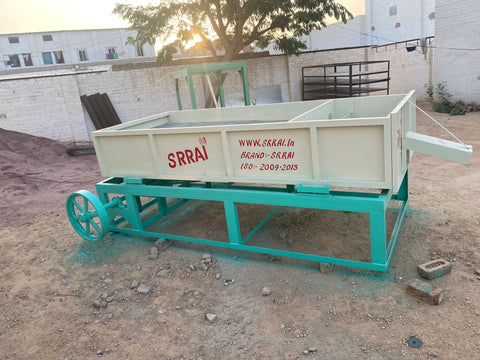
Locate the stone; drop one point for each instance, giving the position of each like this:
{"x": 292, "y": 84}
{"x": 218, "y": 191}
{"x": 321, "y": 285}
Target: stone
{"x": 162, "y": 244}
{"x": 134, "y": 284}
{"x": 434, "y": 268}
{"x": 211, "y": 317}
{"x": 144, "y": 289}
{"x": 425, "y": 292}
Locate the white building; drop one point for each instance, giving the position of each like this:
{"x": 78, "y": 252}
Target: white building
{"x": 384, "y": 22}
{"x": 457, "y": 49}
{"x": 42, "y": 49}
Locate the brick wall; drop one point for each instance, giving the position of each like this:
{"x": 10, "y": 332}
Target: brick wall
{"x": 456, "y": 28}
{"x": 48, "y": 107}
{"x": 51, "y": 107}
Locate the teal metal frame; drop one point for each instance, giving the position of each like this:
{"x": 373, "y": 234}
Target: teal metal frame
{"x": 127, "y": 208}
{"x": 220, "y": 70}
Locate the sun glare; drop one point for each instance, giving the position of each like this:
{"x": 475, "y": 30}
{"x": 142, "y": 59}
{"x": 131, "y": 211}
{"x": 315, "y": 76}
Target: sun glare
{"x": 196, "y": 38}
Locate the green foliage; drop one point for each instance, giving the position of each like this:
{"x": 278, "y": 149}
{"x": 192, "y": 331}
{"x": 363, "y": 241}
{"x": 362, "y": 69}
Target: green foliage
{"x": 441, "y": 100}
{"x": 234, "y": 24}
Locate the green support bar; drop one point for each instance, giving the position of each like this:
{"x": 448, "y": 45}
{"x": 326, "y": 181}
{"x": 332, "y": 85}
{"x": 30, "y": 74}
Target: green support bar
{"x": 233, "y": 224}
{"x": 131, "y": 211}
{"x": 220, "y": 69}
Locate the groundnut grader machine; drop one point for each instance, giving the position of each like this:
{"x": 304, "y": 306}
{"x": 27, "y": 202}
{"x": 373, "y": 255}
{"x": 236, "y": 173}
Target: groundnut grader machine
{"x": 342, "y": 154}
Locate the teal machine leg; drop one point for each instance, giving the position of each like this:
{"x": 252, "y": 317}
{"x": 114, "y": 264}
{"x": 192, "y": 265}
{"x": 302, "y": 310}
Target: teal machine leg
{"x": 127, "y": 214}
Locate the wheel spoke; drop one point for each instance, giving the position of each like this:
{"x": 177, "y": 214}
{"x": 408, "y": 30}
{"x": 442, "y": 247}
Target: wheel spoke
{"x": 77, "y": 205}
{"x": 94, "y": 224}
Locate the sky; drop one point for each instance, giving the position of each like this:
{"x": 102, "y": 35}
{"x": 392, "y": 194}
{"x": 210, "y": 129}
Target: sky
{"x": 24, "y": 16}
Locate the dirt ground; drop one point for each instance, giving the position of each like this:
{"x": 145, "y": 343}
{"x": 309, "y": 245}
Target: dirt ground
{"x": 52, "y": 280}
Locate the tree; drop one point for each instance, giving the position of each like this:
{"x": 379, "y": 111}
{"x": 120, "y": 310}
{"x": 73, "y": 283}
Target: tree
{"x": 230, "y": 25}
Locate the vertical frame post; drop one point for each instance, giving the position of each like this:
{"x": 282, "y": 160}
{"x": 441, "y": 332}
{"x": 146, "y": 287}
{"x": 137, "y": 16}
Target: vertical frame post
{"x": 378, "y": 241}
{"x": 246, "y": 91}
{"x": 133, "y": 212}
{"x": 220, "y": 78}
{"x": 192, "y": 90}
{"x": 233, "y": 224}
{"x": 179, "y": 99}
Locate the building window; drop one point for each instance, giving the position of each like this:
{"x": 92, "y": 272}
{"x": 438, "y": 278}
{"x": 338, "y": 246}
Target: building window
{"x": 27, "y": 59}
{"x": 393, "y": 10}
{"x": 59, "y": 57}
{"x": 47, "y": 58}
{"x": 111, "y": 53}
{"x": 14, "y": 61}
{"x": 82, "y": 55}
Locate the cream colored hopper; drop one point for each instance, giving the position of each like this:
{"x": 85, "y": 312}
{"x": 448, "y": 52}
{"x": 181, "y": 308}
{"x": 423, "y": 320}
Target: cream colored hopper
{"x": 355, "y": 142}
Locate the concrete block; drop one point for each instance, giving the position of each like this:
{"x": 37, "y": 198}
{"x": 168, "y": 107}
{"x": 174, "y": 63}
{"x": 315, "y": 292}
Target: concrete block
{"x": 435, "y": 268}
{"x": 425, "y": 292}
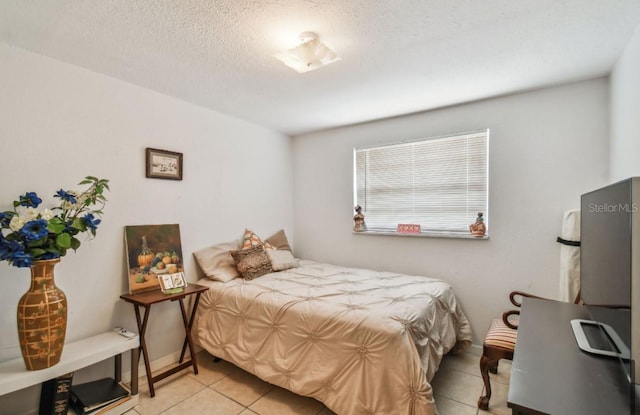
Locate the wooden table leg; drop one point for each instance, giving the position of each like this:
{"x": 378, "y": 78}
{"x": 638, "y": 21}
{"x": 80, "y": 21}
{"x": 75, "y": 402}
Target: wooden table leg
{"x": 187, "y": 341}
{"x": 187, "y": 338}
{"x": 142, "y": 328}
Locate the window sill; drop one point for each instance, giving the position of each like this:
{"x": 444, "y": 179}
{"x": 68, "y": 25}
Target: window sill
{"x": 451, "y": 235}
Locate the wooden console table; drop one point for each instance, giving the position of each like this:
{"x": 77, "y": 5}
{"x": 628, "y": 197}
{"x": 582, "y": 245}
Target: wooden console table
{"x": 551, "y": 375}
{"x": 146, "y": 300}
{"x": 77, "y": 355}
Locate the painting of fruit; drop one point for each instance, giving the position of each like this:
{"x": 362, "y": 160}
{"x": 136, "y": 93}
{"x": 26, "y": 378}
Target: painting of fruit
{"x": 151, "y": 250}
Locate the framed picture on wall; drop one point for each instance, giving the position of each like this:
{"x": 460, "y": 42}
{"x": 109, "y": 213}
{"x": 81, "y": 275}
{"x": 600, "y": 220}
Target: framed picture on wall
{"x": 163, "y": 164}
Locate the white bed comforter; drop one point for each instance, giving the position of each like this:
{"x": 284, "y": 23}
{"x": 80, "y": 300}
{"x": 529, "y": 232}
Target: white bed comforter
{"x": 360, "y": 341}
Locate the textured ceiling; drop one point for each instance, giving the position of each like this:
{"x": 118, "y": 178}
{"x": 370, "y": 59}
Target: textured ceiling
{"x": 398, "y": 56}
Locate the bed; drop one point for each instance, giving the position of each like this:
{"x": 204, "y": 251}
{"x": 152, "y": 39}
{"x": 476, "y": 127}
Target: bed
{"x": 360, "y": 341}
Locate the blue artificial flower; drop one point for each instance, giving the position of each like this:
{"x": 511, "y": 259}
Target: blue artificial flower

----------------

Copy out every line from the one containing "Locate the framed" through the last line, inclusive, without changing anything.

Locate the framed picture on wall; drop one point for each instance, giving the position of each like this:
{"x": 460, "y": 42}
{"x": 109, "y": 213}
{"x": 81, "y": 275}
{"x": 600, "y": 220}
Target: framed picture on wall
{"x": 163, "y": 164}
Locate the white bed comforter; drop one point for each instance, giving the position of each like this:
{"x": 284, "y": 23}
{"x": 80, "y": 300}
{"x": 529, "y": 232}
Target: white bed comforter
{"x": 360, "y": 341}
Locate the textured ceiling; drop one point for each instance, giving the position of each like this:
{"x": 118, "y": 178}
{"x": 370, "y": 59}
Target: textured ceiling
{"x": 398, "y": 56}
Locate the bed; drop one point for each instance, giving the position of each like this:
{"x": 204, "y": 251}
{"x": 152, "y": 39}
{"x": 476, "y": 127}
Target: bed
{"x": 360, "y": 341}
Locate the blue artificial flower; drop one point for each instance, giving the position of each like this:
{"x": 511, "y": 259}
Target: blue artificial flower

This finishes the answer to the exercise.